___ GIVEN ENTRIES

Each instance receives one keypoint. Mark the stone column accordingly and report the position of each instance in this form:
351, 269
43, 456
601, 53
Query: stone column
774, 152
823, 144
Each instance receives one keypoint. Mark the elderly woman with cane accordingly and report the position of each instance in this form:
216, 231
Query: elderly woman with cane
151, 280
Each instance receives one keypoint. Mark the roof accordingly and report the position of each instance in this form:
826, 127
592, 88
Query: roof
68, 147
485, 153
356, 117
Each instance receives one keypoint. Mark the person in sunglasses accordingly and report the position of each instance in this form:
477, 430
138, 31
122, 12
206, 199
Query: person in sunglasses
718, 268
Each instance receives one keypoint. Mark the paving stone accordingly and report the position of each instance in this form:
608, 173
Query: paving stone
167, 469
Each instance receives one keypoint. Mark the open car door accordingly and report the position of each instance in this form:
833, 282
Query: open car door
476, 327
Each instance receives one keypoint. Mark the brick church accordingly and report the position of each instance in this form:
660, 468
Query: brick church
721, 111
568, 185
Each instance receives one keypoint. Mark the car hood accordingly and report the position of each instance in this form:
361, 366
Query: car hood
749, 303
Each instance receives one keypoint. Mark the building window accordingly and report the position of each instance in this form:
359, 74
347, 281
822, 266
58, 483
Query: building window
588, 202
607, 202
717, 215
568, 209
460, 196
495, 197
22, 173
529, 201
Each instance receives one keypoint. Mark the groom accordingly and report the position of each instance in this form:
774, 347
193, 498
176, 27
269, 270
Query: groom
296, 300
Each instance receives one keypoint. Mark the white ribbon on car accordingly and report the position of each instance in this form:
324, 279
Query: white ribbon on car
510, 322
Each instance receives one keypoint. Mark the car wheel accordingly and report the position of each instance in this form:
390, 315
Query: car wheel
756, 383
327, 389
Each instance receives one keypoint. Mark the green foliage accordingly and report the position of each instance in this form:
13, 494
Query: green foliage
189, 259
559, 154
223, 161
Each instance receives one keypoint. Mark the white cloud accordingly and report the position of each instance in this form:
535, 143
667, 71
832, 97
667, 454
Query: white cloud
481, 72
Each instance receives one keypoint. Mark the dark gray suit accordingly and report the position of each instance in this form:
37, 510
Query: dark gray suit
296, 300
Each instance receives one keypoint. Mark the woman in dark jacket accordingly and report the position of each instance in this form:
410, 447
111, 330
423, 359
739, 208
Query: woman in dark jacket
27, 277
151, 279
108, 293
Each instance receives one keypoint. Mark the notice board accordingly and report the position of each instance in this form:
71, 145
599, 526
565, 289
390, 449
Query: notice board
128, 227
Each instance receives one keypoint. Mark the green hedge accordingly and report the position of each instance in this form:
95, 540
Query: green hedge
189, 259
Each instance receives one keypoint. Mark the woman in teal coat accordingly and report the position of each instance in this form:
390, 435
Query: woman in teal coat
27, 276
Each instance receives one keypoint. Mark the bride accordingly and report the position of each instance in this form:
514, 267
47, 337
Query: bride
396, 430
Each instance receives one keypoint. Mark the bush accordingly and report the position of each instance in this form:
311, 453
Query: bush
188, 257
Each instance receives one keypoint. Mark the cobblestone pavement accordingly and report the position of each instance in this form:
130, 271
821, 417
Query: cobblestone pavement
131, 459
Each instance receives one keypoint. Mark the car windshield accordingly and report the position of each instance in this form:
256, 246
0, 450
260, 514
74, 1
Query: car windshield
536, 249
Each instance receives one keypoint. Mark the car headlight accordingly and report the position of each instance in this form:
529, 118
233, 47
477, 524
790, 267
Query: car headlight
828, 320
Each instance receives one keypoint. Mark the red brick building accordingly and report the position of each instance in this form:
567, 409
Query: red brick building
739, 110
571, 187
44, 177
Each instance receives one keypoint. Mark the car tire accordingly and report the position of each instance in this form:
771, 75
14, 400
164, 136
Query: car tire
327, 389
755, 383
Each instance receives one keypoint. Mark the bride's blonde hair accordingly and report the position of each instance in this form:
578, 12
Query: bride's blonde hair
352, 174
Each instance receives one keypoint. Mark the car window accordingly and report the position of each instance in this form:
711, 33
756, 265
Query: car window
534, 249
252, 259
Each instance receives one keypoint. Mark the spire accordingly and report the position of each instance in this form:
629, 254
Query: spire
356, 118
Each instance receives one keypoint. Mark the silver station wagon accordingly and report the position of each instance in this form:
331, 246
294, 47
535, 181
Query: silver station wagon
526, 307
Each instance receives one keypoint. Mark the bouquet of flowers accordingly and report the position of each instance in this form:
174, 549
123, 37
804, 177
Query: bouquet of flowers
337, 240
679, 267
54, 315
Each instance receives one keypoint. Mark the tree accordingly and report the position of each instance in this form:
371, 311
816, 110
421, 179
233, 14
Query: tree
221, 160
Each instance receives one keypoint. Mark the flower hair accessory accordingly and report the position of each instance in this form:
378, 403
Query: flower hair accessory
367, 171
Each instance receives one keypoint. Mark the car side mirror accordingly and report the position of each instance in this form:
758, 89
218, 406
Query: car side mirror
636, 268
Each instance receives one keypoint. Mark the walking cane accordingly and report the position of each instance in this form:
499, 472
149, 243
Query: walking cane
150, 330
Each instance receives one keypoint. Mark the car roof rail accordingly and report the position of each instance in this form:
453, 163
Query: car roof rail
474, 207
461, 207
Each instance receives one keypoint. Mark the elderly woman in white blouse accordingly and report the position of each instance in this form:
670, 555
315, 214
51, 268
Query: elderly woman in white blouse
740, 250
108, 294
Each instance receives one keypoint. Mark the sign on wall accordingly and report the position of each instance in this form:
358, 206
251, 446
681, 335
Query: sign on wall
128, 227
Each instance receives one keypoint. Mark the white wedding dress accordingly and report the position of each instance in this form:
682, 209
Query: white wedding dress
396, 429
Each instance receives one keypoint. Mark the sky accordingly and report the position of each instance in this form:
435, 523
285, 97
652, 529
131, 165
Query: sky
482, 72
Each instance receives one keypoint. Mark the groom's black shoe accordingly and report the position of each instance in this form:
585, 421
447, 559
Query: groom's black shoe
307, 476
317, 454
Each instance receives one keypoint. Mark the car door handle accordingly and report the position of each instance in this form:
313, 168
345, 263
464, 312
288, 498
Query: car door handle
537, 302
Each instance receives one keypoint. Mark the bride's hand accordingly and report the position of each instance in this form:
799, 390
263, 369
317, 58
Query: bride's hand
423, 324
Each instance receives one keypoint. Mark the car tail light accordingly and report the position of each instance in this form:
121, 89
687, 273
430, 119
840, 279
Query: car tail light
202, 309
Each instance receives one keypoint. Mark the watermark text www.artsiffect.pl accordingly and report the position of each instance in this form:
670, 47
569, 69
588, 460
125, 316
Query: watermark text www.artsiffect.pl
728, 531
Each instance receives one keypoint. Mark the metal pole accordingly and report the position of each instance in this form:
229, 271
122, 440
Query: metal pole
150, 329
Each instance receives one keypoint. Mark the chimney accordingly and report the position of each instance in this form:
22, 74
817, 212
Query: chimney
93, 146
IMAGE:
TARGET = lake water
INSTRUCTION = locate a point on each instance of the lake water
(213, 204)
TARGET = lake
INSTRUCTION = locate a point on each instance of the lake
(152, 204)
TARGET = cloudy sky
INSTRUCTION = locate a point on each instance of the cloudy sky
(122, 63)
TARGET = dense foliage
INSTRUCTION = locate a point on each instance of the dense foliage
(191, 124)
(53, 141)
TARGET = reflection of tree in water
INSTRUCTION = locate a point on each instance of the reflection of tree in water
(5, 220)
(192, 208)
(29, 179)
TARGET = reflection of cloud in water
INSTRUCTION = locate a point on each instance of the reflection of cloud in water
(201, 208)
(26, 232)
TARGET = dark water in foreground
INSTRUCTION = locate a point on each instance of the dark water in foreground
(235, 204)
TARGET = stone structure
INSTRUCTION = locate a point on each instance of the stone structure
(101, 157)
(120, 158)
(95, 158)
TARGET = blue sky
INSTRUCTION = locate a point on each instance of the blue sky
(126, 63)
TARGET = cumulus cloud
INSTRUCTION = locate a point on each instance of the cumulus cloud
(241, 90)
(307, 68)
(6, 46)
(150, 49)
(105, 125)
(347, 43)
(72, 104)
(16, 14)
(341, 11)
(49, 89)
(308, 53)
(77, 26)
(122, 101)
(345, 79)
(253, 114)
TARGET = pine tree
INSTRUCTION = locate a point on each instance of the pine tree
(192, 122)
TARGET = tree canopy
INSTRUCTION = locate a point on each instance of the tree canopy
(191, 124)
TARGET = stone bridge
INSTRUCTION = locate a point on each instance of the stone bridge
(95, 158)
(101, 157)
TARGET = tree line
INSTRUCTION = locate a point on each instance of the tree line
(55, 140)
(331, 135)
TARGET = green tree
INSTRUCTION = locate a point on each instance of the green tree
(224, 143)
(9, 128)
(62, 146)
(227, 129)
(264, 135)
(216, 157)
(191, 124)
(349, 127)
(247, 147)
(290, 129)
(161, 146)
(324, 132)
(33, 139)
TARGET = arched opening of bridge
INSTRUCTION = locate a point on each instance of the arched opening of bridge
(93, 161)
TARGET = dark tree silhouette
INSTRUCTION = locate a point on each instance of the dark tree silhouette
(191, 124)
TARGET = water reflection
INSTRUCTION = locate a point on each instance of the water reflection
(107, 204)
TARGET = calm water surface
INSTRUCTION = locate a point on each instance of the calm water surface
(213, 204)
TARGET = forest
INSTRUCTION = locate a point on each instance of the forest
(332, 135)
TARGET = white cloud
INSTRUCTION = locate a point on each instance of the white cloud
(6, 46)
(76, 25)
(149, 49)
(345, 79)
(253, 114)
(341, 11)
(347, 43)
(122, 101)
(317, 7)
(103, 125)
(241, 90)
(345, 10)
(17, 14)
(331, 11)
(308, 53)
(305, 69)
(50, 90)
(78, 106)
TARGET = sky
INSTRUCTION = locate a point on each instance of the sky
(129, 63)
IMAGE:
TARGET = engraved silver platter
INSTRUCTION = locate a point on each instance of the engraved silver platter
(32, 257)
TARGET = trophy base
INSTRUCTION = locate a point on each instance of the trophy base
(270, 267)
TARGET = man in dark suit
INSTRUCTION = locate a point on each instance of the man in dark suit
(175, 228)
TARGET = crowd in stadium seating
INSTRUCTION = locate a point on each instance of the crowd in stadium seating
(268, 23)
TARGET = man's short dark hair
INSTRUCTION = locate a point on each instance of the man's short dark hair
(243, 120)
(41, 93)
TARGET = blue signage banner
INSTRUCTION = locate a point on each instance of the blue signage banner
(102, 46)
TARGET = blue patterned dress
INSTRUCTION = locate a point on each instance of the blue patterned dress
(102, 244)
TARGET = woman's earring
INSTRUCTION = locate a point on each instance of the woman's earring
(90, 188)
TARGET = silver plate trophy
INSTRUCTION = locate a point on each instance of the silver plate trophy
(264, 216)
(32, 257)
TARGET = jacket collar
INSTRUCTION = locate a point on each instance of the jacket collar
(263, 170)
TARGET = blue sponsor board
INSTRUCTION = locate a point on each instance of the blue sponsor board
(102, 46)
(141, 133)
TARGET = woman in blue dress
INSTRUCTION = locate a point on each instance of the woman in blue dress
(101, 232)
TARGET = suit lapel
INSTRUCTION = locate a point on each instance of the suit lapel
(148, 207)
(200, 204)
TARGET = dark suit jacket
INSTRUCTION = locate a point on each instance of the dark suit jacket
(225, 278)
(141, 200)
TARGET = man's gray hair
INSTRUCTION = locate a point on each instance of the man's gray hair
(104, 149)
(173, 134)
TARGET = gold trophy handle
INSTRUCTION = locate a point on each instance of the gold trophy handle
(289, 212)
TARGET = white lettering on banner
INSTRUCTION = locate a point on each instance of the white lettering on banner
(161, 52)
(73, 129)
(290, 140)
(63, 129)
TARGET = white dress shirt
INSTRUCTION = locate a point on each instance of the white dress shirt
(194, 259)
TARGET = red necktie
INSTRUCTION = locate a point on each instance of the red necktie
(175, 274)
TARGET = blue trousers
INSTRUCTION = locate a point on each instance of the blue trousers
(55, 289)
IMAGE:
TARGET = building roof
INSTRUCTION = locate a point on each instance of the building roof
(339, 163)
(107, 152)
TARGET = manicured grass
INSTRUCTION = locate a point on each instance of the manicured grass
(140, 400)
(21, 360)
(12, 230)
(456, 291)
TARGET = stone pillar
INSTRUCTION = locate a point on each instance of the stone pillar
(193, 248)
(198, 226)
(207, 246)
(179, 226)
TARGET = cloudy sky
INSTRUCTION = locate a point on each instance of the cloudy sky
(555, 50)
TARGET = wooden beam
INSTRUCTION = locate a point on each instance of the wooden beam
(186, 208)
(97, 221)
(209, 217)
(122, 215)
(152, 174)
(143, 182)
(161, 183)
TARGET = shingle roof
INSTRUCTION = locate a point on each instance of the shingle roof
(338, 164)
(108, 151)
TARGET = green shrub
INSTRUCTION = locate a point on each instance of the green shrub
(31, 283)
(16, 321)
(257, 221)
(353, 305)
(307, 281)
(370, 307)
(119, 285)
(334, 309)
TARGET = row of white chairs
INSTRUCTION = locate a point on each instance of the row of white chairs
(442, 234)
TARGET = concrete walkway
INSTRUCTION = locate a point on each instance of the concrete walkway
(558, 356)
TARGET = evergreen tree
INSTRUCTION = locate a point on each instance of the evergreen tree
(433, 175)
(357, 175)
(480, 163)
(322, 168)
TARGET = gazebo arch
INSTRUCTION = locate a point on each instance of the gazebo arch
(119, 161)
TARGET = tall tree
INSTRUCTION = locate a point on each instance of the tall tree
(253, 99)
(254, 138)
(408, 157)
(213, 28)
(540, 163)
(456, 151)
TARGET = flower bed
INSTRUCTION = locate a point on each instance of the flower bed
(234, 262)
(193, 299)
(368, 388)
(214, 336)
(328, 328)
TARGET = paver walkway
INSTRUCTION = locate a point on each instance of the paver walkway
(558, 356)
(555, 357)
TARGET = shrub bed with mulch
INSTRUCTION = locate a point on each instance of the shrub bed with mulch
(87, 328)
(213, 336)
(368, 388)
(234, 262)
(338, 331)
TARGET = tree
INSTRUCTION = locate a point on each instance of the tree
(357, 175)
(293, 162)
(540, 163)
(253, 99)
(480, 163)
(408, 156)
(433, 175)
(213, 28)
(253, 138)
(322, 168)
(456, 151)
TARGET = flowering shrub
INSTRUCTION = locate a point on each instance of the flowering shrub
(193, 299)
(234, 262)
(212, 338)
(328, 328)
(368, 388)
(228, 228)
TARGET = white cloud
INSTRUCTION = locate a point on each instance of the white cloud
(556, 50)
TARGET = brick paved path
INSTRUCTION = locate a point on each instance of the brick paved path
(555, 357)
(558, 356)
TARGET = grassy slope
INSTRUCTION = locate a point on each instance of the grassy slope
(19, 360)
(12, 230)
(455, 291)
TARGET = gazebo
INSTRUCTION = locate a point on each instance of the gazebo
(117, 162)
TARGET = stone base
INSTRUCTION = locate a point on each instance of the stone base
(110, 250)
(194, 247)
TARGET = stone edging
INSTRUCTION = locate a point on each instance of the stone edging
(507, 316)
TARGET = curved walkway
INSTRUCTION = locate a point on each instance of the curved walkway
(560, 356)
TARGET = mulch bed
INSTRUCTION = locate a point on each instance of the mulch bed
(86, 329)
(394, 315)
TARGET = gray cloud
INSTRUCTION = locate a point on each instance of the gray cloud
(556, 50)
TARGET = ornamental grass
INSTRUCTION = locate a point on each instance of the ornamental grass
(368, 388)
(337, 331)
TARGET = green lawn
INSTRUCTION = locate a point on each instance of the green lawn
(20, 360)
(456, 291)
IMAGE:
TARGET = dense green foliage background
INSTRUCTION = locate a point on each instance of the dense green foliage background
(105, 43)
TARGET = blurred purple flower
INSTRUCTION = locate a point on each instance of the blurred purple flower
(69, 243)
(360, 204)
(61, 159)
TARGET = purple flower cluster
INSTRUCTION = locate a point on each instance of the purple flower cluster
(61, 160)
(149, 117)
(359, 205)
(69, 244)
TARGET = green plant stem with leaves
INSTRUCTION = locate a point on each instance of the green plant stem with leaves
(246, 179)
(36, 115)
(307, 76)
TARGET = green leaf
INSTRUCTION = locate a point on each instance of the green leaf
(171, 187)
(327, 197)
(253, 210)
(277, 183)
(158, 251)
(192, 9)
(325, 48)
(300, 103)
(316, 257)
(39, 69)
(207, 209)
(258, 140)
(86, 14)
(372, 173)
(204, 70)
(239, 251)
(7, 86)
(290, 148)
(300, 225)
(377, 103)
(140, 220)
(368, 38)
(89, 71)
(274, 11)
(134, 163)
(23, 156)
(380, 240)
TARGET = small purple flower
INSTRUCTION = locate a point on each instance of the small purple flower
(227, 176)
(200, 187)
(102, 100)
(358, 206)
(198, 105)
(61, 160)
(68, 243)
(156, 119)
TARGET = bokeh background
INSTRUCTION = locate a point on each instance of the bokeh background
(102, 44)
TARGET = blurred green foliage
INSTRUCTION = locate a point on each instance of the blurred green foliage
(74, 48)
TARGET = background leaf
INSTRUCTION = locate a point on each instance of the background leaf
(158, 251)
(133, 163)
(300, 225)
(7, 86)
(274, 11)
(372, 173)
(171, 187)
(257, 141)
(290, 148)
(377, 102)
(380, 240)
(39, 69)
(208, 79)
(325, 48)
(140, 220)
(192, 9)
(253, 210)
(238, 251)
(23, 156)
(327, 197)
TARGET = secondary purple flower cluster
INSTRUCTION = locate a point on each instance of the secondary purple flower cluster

______

■ **EXERCISE DETAILS**: Within the data above, filter for lines containing the word "secondary" and copy each one.

■ **SOLVED EXERCISE**:
TARGET = secondary purple flower cluster
INSTRUCTION = locate a point on each instance of the secondary purple flower cluster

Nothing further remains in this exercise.